Material for this exercise below:

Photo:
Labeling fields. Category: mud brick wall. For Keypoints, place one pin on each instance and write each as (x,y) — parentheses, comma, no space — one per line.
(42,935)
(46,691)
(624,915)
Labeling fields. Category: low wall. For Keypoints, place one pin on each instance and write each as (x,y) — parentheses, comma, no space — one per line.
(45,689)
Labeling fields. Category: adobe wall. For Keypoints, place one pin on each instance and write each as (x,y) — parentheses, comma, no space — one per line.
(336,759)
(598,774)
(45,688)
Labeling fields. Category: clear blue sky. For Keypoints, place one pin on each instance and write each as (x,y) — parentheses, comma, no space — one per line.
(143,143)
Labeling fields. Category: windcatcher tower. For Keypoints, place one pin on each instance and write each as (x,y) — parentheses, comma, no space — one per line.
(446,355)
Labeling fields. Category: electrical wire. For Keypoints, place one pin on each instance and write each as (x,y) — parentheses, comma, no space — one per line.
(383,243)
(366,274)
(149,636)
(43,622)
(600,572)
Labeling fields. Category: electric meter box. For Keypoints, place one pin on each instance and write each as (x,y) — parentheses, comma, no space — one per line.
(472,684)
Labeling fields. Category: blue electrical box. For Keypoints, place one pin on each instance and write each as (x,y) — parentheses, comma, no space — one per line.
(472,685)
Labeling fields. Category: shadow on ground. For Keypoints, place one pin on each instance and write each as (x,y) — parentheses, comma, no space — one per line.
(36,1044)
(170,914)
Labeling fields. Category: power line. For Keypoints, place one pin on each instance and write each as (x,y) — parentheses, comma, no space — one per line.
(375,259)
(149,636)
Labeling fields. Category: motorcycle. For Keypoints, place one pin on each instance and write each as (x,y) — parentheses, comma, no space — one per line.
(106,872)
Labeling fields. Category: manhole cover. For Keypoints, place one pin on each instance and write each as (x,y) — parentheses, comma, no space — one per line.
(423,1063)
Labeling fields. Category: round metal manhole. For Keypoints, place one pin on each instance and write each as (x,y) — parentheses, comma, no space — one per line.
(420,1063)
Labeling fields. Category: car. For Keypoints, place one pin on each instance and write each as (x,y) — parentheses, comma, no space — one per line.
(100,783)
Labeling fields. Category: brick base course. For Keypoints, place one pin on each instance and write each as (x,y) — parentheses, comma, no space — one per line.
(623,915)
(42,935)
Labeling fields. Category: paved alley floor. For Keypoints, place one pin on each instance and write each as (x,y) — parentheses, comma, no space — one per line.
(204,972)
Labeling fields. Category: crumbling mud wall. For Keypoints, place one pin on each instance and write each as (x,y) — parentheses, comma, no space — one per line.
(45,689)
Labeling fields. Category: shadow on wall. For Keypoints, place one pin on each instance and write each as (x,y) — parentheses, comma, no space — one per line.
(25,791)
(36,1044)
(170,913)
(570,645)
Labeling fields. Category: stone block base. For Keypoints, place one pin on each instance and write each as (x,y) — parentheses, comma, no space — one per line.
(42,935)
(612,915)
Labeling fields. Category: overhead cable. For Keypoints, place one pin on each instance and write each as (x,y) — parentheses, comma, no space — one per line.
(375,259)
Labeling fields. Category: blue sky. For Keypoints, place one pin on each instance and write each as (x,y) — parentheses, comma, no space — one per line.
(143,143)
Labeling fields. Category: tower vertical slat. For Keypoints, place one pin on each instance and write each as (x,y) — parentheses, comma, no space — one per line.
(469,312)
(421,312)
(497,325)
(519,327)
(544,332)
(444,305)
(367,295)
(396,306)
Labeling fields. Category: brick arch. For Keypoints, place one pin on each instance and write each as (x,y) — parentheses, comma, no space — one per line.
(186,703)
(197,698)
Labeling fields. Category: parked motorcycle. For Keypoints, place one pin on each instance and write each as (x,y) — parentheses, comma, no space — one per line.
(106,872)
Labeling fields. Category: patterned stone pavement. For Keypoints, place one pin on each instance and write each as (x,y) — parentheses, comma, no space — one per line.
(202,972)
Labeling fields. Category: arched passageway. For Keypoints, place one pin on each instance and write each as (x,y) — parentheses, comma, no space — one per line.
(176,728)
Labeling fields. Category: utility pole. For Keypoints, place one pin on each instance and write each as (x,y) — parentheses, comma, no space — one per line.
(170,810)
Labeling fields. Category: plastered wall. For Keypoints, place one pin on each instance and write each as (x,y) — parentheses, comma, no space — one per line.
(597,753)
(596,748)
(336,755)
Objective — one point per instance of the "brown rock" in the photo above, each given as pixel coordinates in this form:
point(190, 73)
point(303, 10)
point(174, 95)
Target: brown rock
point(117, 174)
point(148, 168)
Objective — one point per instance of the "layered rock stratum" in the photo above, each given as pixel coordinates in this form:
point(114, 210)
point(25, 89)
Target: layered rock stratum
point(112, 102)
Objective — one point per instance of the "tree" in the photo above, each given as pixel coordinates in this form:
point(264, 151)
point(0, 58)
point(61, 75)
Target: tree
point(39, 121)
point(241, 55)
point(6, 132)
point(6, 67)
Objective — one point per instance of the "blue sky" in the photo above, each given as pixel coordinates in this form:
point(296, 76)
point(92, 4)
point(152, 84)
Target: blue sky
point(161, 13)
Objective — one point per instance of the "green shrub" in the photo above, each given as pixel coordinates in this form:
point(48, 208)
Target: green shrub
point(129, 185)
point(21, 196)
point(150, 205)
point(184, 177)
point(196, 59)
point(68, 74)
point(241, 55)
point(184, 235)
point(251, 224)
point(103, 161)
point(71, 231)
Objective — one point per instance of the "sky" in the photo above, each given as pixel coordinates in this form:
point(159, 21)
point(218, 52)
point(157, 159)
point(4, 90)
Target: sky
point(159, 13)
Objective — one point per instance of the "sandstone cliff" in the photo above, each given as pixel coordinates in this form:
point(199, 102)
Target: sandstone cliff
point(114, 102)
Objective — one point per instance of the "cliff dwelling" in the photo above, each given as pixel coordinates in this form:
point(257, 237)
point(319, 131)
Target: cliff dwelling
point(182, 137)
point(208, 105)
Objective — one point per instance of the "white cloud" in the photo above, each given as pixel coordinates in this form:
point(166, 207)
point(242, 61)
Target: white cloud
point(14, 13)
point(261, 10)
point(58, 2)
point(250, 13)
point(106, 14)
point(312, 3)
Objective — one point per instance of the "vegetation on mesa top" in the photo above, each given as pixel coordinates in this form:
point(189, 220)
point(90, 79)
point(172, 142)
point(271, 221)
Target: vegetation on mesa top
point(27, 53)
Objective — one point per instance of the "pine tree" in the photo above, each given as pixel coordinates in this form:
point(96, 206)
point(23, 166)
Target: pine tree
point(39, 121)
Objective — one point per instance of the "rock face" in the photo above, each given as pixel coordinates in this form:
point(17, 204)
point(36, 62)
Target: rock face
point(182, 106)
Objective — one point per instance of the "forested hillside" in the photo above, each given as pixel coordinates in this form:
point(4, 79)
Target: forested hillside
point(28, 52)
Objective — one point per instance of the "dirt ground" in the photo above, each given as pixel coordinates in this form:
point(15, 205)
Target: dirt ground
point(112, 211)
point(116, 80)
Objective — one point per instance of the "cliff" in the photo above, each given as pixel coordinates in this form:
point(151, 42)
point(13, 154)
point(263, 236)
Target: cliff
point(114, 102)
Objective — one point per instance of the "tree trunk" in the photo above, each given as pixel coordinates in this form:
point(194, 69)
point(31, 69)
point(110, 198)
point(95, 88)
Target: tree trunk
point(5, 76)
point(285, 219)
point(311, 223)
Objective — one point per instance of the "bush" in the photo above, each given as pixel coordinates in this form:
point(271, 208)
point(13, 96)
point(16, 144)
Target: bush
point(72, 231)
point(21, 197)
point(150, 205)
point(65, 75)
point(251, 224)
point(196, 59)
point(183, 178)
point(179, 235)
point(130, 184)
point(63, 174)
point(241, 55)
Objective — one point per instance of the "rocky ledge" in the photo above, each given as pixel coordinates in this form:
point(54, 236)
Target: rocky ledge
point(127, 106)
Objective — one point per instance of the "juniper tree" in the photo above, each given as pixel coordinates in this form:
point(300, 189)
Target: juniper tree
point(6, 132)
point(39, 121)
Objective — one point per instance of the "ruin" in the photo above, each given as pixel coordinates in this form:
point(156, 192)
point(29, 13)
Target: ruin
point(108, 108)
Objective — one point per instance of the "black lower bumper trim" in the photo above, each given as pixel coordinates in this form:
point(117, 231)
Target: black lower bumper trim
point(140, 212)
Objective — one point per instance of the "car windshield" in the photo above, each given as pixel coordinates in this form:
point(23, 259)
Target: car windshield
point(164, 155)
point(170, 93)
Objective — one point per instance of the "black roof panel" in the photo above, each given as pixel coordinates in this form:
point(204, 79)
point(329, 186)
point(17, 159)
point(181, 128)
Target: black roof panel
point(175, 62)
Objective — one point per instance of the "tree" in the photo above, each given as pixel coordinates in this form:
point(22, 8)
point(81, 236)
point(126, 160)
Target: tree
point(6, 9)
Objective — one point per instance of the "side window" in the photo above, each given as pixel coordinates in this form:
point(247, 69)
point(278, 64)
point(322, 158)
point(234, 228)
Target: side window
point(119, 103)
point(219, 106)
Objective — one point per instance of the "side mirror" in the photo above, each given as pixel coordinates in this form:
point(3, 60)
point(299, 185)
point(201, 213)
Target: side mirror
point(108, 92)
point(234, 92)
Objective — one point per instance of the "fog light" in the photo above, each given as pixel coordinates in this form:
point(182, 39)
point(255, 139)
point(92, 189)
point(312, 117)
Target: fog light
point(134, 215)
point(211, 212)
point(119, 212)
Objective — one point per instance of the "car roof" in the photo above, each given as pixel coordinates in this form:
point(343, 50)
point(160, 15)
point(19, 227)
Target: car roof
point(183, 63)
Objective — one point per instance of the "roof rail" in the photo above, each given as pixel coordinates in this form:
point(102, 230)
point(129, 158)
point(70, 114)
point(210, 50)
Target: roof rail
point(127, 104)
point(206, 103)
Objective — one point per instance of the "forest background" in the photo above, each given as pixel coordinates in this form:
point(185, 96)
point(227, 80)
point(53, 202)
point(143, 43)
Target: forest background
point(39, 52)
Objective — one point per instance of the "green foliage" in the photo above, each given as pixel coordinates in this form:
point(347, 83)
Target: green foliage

End of Material for this exercise.

• **Exercise brief**
Of all the entries above, retype exactly the lines from the line with "point(110, 198)" to the line with "point(16, 144)", both included, and no others.

• **Response below**
point(110, 198)
point(95, 88)
Target: tree trunk
point(5, 76)
point(285, 219)
point(311, 223)
Objective — one point per instance of the "bush" in the photo above, each given as pixel coordinates in this form:
point(271, 208)
point(13, 96)
point(16, 144)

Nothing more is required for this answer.